----- Information shown -----
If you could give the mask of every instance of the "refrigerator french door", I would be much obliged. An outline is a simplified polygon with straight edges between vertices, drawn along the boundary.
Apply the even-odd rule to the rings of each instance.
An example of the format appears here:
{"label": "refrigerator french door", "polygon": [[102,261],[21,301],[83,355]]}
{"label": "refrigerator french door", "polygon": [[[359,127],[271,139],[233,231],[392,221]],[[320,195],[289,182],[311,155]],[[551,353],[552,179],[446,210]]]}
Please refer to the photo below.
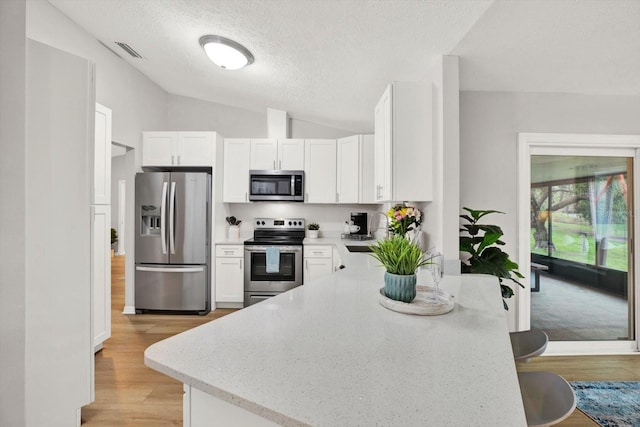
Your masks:
{"label": "refrigerator french door", "polygon": [[136,312],[210,310],[211,175],[136,175]]}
-----
# [What to do]
Please give the number of lines above that hold the word "instance", and only that number.

# [Response area]
2